Ejercicios por resolver:
1/ Según el texto sobre la migración, ¿qué lugar abandona el joven chuj y con qué fin?
2/ Actualiza el pasaje del texto sobre la migración que abre con las palabras "La decisión de" y cierra con "más ampliamente, cultura.": escríbelo de nuevo y sustituye "Miami" por "Houston".

Texto dado:
==============================

Anteriormente sugerí que no basta pensar en los migrantes como víctimas, menos aún como culpables. Necesitamos reconocer a las poblaciones móviles como actores que —en su contexto específico— deciden lo que quieren y procuran conseguirlo.
Pero pasar del foco en los Estados a la humanidad de los migrantes es solo el principio. Aunque reconoce la agencia de quien decide partir, no examina la migración como fenómeno colectivo.
La decisión de partir cristaliza en el espacio íntimo de la persona y la familia. Pero condensa razones y propósitos que no comienzan ni terminan allí. Muy distintas percepciones tienen el fiscal que busca asilo ante un régimen corrupto, el empresario que se instala en Miami, harto del pantano anticompetitivo de Centroamérica, y el joven chuj que abandona Huehuetenango para reunirse con su padre en los EE. UU. Sus percepciones específicas se construyen en redes interpersonales que llamamos comunidad, clase o, más ampliamente, cultura.
Así resulta insuficiente la visión hidráulica de las autoridades migratorias, ocupadas en sellar envases, encauzar flujos y evitar rebalses. Se jactan de deportar indocumentados, como quien pasa la esponja sobre el derrame, cuando ellas mismas crean los problemas al definir barreras infranqueables y proscribir a la gente.
Mientras tanto, las personas siguen valorando lo que construyen juntas, incluyendo razones para migrar. No es nueva la noción de la migración como rito de paso que, particularmente entre hombres jóvenes, afirma la autonomía familiar y económica. Y las anécdotas sugieren que eso mismo ocurre en el occidente guatemalteco. Incluso en familias que no necesitan migrar los jóvenes lo ven como mojón de vida, un pasaje que los hará adultos proveedores de prosperidad.
En escala mayor vemos surgir caravanas de migrantes tenuemente organizados que viajan juntos al Norte. No ha faltado quien las denuncie como iniciativas de coyotes o —como hizo el narco expresidente hondureño Juan Orlando Hernández— las atribuya a «grupos políticos interesados en desestabilizar el país». Quizá era cierto, pero no por las razones que esgrimió.

==============================

Datos mostrados:
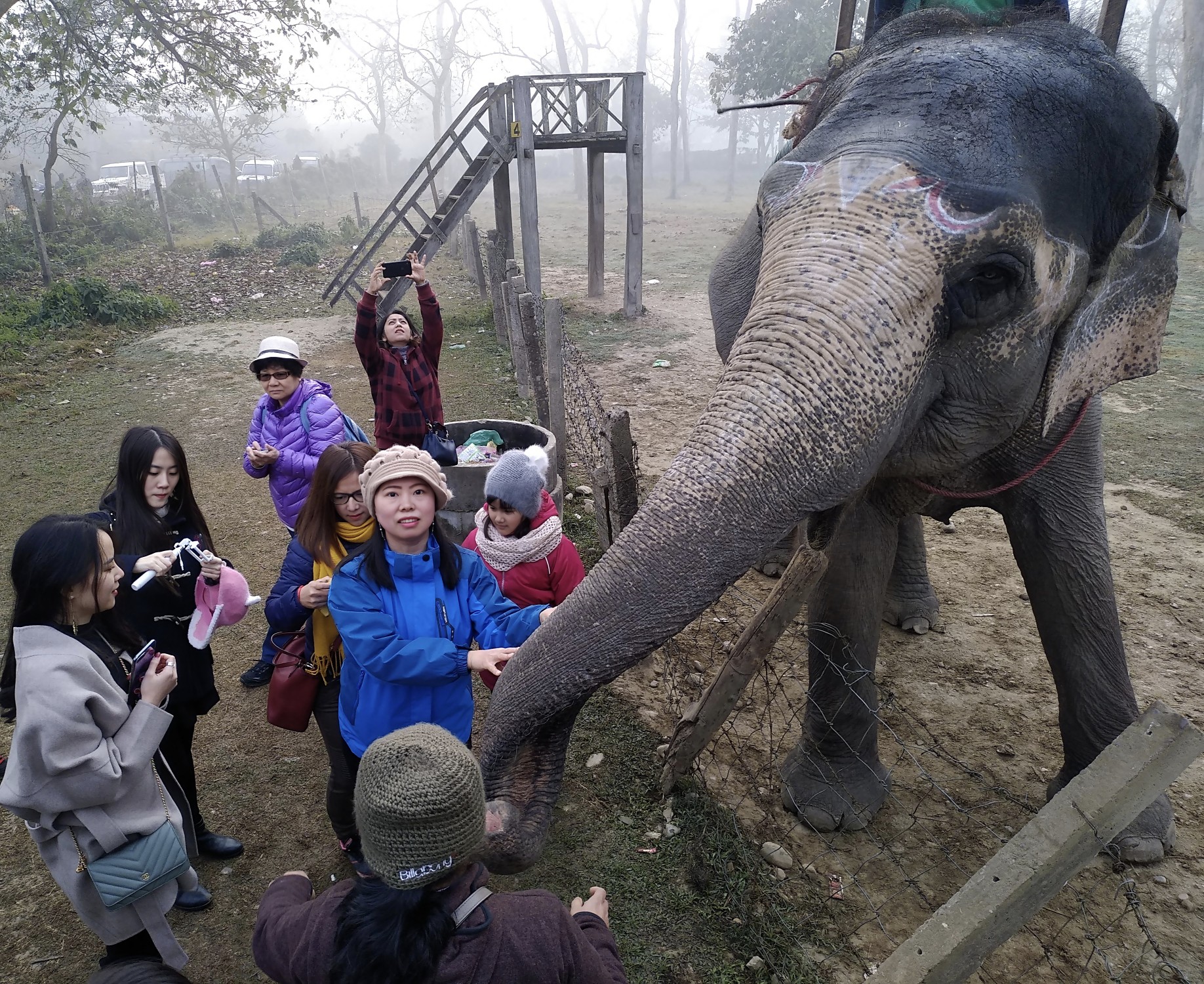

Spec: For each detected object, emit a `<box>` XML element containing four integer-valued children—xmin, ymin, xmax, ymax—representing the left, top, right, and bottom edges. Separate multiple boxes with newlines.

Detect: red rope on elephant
<box><xmin>912</xmin><ymin>399</ymin><xmax>1091</xmax><ymax>499</ymax></box>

==============================

Respuestas por ejercicio:
1/ Abandona Huehuetenango para reunirse con su padre en los EE. UU.

2/
La decisión de partir cristaliza en el espacio íntimo de la persona y la familia. Pero condensa razones y propósitos que no comienzan ni terminan allí. Muy distintas percepciones tienen el fiscal que busca asilo ante un régimen corrupto, el empresario que se instala en Houston, harto del pantano anticompetitivo de Centroamérica, y el joven chuj que abandona Huehuetenango para reunirse con su padre en los EE. UU. Sus percepciones específicas se construyen en redes interpersonales que llamamos comunidad, clase o, más ampliamente, cultura.